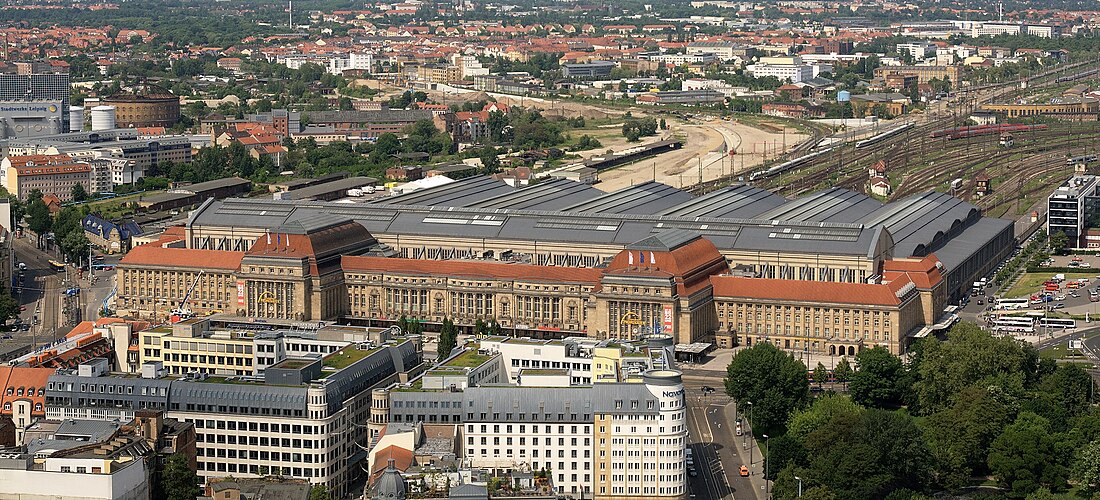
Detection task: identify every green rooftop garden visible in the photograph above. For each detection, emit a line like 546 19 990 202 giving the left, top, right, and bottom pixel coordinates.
444 348 492 368
522 369 568 376
322 346 378 370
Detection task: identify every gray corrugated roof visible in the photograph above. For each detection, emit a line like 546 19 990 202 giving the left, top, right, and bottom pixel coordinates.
757 188 882 222
859 191 981 257
463 383 657 420
467 179 604 211
560 181 695 215
659 184 786 218
929 217 1013 272
192 196 880 256
285 176 377 201
169 381 307 412
375 176 516 207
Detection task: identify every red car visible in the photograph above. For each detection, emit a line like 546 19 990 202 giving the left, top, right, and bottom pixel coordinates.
19 305 26 312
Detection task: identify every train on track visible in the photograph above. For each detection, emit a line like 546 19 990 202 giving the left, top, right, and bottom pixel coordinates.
1067 154 1098 166
747 145 839 182
854 122 916 149
1056 68 1099 83
929 123 1049 140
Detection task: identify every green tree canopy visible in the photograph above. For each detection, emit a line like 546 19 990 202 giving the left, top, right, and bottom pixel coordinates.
922 385 1015 490
912 322 1040 414
849 346 907 408
987 412 1071 497
804 409 931 500
724 342 809 435
162 453 201 500
786 394 863 442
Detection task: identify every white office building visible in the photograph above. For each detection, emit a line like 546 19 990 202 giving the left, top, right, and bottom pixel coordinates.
748 56 814 83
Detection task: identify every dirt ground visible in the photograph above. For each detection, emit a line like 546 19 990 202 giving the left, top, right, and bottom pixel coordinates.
594 119 809 193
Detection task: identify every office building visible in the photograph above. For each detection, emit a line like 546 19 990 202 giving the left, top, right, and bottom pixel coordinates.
45 330 423 497
376 337 686 498
5 159 91 201
748 56 814 83
5 130 192 184
562 61 617 79
0 62 69 133
1048 175 1100 248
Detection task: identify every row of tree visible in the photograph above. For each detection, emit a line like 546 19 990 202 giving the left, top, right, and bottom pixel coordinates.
726 322 1098 498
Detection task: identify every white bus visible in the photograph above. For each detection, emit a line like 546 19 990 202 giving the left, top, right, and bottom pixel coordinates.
995 298 1030 310
1038 318 1077 330
992 317 1035 333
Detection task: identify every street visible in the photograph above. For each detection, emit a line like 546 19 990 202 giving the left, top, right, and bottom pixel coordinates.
0 236 119 361
683 373 767 500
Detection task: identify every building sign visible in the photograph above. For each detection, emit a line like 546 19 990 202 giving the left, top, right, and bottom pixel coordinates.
620 311 644 326
258 291 278 304
662 305 674 333
0 102 60 114
236 281 245 305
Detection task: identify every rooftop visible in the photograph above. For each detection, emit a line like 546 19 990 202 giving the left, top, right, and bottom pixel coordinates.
443 348 492 368
322 345 378 370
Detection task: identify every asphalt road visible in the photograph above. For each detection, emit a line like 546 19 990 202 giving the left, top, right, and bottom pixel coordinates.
683 373 765 500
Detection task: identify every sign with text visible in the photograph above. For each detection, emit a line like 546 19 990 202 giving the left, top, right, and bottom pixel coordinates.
662 305 674 333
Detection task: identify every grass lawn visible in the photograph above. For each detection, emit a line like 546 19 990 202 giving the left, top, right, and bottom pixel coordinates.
1002 272 1097 299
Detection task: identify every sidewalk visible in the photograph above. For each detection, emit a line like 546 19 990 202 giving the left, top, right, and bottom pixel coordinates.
727 400 770 499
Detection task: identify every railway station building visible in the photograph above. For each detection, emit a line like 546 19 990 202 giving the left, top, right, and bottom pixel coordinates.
116 176 1014 356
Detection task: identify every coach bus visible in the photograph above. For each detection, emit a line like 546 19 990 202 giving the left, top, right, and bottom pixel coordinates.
995 298 1029 310
1038 318 1077 330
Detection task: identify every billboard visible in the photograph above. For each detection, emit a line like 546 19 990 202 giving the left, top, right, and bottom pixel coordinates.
236 280 246 306
662 304 674 333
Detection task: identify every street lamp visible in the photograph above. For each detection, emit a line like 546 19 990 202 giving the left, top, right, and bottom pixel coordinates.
795 476 803 497
763 433 770 496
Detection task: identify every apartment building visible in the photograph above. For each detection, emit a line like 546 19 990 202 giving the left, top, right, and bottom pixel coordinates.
378 337 686 498
748 56 814 83
45 334 423 497
873 65 963 84
5 161 91 201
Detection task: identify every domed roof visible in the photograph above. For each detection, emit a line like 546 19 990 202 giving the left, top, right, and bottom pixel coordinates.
368 459 406 500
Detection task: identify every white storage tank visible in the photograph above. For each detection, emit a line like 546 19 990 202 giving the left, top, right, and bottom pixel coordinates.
90 105 116 131
69 105 85 132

# [Task to complete]
Every line above should be retyped exactly; the pictures do not belong in the copy.

# [Task result]
Detection task: identify every green rooftop garden visible in the photograph above. For each detection, emit a line like 546 19 990 202 giving the left, top, right, and bottom pixel coordinates.
444 348 492 368
522 369 568 376
322 346 378 370
Detection task: identify every gray corrugated roof visible in the photograph above. For each detection, emit a line like 546 19 990 202 giving the left, top, right, and bottom pixel coordinates.
757 188 882 222
859 191 981 257
463 383 657 420
467 179 604 211
560 181 695 215
659 184 786 218
929 217 1013 272
192 196 880 256
285 176 377 201
169 381 307 412
375 176 516 207
Detection task: identify every red car visible in the photograph above. For each detection, emit a line like 546 19 990 202 giving the left, top, right, and bottom pixel coordinates.
19 305 26 312
Detection task: identify every train on track visible in the photograph above. For each detection, emit a line like 546 19 990 202 giving the left, top, right, and bottom pixel coordinates.
1067 154 1098 166
747 145 839 182
854 122 916 149
1056 68 1099 83
929 123 1049 140
Detection task: identify every green tree canopy visible in the photograph above. For each detection, emit a line like 546 19 990 202 giving the left, top, right, and bottom pixel coordinates.
922 385 1015 490
912 322 1040 414
849 346 907 408
987 412 1071 497
804 409 931 500
724 342 809 435
162 453 201 500
786 394 863 442
Detection task: identify every white office building visible in the photograph above. For each detection, emit a line like 546 19 990 202 giving the left, top, right, and bottom pixel coordinates.
748 56 814 83
Detection task: identify every dirt ground visible in the photograph above. For each detection, emit a line like 546 19 990 202 giving the left, top, right, and bottom pixel coordinates.
594 119 809 193
Detection task: identify every office building visible in the photograph above. For each detection, emit a line like 546 19 990 202 giving the left, top, right, and bottom pixel coordinates.
45 330 423 497
376 337 686 498
5 159 91 201
748 56 814 83
5 130 192 184
562 61 617 79
0 62 69 133
1048 175 1100 248
Detection task: identify every row of tree visible in the photograph above. For each detection, emit a line like 546 19 990 202 giving the left, top, right, and bottom pixel coordinates.
726 322 1098 498
Detection task: identify every white bus visible in the photograph above. For each detection, emit a line like 546 19 990 202 giving the left, top, right, and bottom pixel coordinates.
995 298 1030 310
1038 318 1077 330
992 317 1035 333
Detection task: identify every street visible in the photograph above. For each detection, emit a line like 546 19 990 202 giving the left, top, right, and bottom pixel coordinates.
0 236 119 361
683 373 767 500
Detection task: identify every building sign visible in the photograph above. For each detection, emit a line like 546 19 990 202 giving the left, top, right, and bottom pixel coordinates.
620 311 644 326
258 291 278 304
662 305 674 333
0 102 60 114
236 281 245 305
Detection task: identify every rooftop visible in the photograph above. For each detection, emit a line like 546 19 990 202 giving the left, top, right, and bottom pixel coordinates.
443 348 492 368
322 345 378 370
Detection task: identify every asphalt road visible in the photograph above. For each detection, emit a line like 546 19 990 202 giving the left, top, right, and bottom pixel coordinates.
683 373 765 500
Detection task: identify every sign with text visible in the photograph above. For each detection, emit a line like 546 19 990 202 giving the left, top, right, and bottom pixel coordinates.
662 305 674 333
Detection task: identify every grass lawn visible in the photograph above. For each detection, emit a line like 546 19 990 202 giving the left, top, right, and bottom pixel coordinates.
1002 272 1097 299
Detection task: identify every sidewalk visible in the photograph above. For each detection, emit a line like 546 19 990 202 giving the left, top, right, and bottom pixel coordinates.
727 400 770 499
Detection task: identify every railway station building visible in the photograph above. For each detection, emit a line like 546 19 990 202 giving the left, top, right, and bottom pixel coordinates.
116 176 1014 356
Detection task: identify every coach bus visible in the photograph above. For each detection, emit a line like 546 19 990 202 giving the left, top, right, and bottom pixel coordinates.
995 298 1029 310
1038 318 1077 330
Detection task: identify every billboard visible in the photograph above. For each detection, emit a line like 546 19 990 202 giving the left, top, right, and bottom pixel coordinates.
236 280 246 306
662 304 674 333
Detection task: identify every street lamp visible in the photograph above. For each detection, emit a line like 546 19 990 202 giving the left, top, right, and bottom pixel coordinates.
795 476 803 497
763 433 770 496
Detection task: identify every apartment building visible in the photograph above. For each detection, emit a line like 546 19 990 202 giving the left, top, right, and bottom pixel coordinates.
378 337 686 498
748 56 814 83
45 334 423 497
873 65 963 84
5 161 91 201
Detection task: identify every domed roof visible in the photograph above. For each detection, emit a line like 546 19 990 202 giving the left, top, right, and bottom pixel coordinates.
368 459 406 500
Detection task: identify every white storage tank visible in the photograph above. For each detection, emit a line like 546 19 990 202 giving the left, top, right, and bottom pixel coordinates.
90 105 116 131
69 105 85 132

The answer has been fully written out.